■ **Provided text**
=-=-=

Indianapolis Colts wide receiver T.Y. Hilton grabbed three touchdowns against the Houston Texans in Week 9 and will look to terrorize the St. Louis Rams secondary at home in Week 10. All three of his scores came in the final 16 minutes of the game.
St. Louis then would do well to recognize and replicate what Houston did to keep Andrew Luck from connecting big with his new No. 1—as well as ascertaining and avoiding what allowed him to go off.
Hilton's first half included just one catch for six yards. The Texans stayed close to him and played a lot of man coverage during that time. The Rams should do the same, but they've shown an affinity for putting their defensive backs in soft zones this season.
Houston came out in zone coverage against Indianapolis in the second half, prompting Andrew Luck to go straight to Hilton a couple of times. Then both of the wideout's first two touchdowns came in one-on-one situations, including one against star cornerback Johnathan Joseph.
The third one was also a man-buster, where Hilton broke Joseph's ankles in the flat and walked it in. He finished with seven catches for 121 yards and three touchdowns.

=-=-=

[Dataset rows]
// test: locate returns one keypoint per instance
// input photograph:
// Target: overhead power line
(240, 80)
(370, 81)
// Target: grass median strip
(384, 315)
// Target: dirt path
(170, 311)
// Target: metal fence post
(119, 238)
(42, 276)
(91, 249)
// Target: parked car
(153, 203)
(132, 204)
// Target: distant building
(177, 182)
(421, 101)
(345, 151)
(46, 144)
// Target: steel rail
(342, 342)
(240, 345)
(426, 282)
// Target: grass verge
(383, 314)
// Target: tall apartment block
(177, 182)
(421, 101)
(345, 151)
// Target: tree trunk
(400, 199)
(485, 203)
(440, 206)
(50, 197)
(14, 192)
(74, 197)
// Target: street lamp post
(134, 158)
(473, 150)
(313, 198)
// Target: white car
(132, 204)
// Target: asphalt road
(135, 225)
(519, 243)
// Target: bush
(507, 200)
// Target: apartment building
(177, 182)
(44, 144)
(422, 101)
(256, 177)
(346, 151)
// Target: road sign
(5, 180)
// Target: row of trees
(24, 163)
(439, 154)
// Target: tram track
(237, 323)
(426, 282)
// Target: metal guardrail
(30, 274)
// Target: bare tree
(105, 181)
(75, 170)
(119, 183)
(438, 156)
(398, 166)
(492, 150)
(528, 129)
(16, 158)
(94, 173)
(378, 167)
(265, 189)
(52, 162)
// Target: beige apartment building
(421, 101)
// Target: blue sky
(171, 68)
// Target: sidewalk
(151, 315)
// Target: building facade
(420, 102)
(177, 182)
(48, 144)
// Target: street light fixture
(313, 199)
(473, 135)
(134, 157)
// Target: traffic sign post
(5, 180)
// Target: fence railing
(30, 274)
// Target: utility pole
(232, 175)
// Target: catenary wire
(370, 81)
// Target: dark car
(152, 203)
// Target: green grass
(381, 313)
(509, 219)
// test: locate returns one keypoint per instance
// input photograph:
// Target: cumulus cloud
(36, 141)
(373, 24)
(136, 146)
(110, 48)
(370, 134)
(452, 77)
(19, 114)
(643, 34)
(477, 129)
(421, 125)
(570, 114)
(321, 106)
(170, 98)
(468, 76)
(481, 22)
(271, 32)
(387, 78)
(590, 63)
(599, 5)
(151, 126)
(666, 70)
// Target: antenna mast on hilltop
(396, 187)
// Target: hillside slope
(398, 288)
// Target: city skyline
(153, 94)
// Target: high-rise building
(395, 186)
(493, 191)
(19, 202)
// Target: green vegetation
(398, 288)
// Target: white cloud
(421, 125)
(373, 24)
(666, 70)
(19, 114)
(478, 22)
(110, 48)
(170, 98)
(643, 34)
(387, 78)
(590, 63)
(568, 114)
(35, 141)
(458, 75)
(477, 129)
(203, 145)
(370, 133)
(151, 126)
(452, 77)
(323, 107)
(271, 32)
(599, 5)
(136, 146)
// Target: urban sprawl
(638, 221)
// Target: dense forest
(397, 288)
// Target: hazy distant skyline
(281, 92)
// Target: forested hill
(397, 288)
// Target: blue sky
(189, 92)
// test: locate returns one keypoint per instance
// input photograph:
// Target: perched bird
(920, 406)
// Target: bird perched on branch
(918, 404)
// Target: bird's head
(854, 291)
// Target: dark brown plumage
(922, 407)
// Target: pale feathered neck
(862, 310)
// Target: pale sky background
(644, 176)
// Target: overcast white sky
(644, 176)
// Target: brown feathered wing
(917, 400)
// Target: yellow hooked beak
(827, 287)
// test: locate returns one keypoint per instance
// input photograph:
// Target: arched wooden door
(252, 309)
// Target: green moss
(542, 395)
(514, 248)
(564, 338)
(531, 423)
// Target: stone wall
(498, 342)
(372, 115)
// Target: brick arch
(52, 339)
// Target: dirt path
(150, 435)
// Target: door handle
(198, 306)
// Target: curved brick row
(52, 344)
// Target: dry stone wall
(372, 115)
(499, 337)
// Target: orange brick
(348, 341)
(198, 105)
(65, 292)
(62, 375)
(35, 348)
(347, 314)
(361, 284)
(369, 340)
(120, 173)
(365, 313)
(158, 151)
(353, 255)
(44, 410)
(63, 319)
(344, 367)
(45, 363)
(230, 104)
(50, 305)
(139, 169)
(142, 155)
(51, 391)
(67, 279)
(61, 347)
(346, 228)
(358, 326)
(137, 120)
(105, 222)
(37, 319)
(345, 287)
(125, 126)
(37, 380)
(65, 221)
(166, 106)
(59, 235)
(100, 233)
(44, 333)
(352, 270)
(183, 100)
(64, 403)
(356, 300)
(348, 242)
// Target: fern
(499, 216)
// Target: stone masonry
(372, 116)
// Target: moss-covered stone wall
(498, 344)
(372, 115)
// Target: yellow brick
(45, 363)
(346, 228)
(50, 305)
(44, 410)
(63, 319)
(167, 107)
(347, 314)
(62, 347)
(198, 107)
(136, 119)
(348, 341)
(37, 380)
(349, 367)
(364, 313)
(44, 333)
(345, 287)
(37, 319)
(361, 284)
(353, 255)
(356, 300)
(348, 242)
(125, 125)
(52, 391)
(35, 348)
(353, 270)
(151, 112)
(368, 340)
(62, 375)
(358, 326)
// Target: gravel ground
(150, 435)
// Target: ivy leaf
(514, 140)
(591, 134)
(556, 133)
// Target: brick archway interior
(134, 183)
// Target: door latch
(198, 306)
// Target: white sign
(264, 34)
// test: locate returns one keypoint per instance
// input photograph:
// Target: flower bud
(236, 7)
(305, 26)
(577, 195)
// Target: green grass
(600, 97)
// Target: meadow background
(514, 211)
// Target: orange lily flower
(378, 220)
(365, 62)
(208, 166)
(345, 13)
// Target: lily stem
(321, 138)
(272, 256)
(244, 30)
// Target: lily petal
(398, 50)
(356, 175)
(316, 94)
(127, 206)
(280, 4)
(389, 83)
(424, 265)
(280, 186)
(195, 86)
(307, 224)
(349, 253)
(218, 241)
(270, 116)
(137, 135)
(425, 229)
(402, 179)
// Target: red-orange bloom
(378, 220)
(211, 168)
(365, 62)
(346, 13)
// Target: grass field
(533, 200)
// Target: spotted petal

=-=-=

■ **Work instructions**
**A)** Repeat the part of the T.Y. Hilton article that begins at the words "Hilton's first half" and stops after "and three touchdowns.", with nothing changed.
**B)** Gather every line of the entries that contains the string "grass", matching its case exactly.

■ **Task answers**
**A)**
Hilton's first half included just one catch for six yards. The Texans stayed close to him and played a lot of man coverage during that time. The Rams should do the same, but they've shown an affinity for putting their defensive backs in soft zones this season.
Houston came out in zone coverage against Indianapolis in the second half, prompting Andrew Luck to go straight to Hilton a couple of times. Then both of the wideout's first two touchdowns came in one-on-one situations, including one against star cornerback Johnathan Joseph.
The third one was also a man-buster, where Hilton broke Joseph's ankles in the flat and walked it in. He finished with seven catches for 121 yards and three touchdowns.

**B)**
// Target: grass median strip
// Target: grass verge
// Target: green grass
// Target: green grass
// Target: grass field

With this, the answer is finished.